## Begin Passage to read

Police mobilized Wednesday to avoid more mayhem on the streets after being taken by surprise at consecutive nights of violent protests sparked by the fatal shooting of a knife-wielding man.
The police chief, city officials and consuls general from three Latin American countries scheduled a community meeting as senior officers tried to reach out to residents of the central Los Angeles neighborhood where the man was shot.
Sunday's killing of Manuel Jamines, 37, has turned into a rallying point as community members, aided by outsiders, have taken to the streets for two nights running and used the death to highlight past injustices and vent ongoing frustrations.
Police have defended the killing and said they've been taken aback by the level of protest for a case that seemed like a clear-cut case of justifiable use of force. Each year, the LAPD is involved in up to about 40 shootings -- those that typically cause controversy involve unarmed or surrendered suspects.
Residents outraged over the killing have said police should have handled the situation differently and say the surprise by department brass shows that the force is out of touch with the people.

## End Passage to read
## Begin Items

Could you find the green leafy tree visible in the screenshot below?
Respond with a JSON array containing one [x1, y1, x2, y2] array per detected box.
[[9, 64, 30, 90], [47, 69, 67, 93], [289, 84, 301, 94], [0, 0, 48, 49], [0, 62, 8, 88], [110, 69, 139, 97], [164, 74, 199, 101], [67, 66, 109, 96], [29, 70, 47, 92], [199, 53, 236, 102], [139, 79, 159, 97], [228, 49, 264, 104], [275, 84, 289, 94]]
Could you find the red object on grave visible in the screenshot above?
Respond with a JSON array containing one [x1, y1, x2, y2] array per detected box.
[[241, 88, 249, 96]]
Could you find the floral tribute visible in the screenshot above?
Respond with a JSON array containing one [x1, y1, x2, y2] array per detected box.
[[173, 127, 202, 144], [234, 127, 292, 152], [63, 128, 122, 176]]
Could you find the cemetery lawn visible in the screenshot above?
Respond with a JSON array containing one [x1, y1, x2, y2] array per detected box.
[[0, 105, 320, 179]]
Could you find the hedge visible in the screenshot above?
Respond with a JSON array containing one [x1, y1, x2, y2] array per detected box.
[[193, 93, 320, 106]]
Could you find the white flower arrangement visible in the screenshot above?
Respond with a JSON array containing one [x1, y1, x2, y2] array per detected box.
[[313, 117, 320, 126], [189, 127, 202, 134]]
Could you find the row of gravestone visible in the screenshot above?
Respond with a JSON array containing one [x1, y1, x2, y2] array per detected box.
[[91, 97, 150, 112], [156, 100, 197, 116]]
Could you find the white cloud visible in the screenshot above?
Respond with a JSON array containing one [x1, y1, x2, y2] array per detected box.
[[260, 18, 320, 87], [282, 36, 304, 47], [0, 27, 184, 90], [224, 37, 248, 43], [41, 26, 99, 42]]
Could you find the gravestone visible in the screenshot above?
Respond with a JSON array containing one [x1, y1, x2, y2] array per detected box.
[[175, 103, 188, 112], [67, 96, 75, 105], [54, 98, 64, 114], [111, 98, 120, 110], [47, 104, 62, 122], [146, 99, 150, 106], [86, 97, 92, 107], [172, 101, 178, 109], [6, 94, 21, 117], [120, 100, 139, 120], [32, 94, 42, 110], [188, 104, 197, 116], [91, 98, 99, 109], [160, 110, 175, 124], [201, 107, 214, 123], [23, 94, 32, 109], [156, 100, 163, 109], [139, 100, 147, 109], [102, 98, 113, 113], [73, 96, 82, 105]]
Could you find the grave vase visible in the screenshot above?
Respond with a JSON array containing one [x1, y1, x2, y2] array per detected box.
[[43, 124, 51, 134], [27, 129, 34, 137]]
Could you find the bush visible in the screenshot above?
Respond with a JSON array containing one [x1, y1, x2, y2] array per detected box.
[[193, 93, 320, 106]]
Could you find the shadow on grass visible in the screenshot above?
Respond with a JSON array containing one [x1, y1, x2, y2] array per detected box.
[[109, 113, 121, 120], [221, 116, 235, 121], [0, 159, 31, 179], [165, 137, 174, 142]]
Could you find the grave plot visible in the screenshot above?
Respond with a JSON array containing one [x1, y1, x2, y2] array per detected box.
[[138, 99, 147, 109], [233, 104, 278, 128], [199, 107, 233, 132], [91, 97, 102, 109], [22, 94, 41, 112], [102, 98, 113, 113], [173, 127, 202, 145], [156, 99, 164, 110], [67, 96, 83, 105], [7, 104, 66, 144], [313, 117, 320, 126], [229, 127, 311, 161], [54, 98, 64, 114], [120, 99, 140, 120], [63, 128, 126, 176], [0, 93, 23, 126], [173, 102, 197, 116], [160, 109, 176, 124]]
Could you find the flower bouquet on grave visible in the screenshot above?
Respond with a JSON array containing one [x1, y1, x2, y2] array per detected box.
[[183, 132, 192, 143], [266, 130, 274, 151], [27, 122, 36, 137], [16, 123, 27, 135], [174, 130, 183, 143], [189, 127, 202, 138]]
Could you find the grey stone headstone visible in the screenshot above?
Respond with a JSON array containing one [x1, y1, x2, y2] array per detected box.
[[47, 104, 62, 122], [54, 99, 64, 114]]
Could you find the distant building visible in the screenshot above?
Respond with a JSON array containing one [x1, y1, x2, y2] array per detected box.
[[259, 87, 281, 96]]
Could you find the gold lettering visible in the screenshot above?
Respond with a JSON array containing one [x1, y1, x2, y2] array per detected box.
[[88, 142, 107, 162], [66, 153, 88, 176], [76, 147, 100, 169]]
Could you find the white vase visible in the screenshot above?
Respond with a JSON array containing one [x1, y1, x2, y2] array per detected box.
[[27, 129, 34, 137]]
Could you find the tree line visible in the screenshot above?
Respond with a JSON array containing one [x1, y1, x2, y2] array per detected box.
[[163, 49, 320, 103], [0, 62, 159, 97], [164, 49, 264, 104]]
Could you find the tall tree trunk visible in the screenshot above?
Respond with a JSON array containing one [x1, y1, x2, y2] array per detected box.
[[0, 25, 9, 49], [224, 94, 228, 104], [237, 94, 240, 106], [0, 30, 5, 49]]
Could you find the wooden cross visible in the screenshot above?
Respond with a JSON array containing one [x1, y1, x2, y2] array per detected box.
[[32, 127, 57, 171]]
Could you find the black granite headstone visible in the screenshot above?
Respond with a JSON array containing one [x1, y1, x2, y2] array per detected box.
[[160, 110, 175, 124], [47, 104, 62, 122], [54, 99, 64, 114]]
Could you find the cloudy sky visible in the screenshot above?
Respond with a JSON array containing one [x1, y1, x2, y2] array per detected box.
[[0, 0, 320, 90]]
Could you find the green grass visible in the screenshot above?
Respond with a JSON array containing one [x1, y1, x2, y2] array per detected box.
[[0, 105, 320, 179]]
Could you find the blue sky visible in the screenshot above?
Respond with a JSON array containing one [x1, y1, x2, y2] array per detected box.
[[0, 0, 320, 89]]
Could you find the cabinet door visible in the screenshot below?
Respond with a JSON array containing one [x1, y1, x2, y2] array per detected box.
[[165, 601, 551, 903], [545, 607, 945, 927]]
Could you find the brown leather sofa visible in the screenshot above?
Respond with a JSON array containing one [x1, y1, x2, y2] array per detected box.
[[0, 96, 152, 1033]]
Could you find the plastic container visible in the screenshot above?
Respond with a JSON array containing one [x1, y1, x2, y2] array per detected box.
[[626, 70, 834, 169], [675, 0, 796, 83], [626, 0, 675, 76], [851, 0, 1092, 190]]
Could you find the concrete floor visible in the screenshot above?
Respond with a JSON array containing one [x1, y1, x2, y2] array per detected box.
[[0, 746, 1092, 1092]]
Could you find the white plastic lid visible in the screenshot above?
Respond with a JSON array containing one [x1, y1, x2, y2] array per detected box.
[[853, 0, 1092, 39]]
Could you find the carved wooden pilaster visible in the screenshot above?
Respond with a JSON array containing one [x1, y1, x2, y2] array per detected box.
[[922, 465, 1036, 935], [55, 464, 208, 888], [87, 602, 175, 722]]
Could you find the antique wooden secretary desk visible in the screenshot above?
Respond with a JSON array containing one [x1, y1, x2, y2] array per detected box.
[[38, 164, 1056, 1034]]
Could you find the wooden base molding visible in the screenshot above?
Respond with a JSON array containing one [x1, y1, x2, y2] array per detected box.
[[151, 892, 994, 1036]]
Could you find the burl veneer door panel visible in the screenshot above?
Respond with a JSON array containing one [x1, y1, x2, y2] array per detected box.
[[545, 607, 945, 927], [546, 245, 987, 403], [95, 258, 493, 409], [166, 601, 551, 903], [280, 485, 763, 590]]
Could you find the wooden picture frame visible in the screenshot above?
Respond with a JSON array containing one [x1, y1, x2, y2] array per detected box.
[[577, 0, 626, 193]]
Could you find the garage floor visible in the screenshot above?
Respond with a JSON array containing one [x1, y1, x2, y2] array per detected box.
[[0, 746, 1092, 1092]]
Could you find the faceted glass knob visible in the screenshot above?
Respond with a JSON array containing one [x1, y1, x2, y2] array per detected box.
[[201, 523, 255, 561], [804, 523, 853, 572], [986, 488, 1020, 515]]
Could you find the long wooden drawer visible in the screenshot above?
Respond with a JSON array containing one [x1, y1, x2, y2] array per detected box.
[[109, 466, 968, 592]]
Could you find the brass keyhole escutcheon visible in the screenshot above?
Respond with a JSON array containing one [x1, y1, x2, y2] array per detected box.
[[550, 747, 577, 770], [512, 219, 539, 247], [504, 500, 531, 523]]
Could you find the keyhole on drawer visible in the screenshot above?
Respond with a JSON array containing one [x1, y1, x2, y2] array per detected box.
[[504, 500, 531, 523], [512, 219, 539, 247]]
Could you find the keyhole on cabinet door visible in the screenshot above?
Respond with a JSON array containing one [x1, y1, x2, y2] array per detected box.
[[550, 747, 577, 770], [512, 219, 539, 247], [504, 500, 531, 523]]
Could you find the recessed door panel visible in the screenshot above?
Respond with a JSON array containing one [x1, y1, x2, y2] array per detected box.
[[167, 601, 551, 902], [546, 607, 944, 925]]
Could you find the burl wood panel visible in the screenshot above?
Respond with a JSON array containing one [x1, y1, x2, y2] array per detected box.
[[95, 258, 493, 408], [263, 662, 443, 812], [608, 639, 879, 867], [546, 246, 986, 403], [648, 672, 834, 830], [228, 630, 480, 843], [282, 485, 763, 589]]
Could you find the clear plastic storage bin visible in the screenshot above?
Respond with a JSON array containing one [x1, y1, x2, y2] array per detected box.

## End Items

• Exercises to complete:
a) In the news passage about the Los Angeles police shooting, who scheduled the community meeting? List each party named.
b) Write the next paragraph of the news passage about the Los Angeles police shooting, continuing after its final sentence.

• The responses:
a) The police chief, city officials, and consuls general from three Latin American countries.

b)
Three bicycle officers were flagged down Sunday by people concerned about a man wielding a knife. The officers approached the suspect and told him in Spanish and English to put down the weapon.
Instead, Jamines raised the knife above his head and lunged at Officer Frank Hernandez, a 13-year veteran of the department, said Capt. Kris Pitcher, who heads the Los Angeles Police Department's force investigation division.
Hernandez shot Jamines twice in the head. He died at the scene. Several witnesses later told police Jamines had been drinking.
"They could have used pepper spray or a Taser gun," said Salvador Sanabria, executive director of nonprofit community group El Rescate. "The community ... reacted this way because they thought there was another way to deal with a drunk guy."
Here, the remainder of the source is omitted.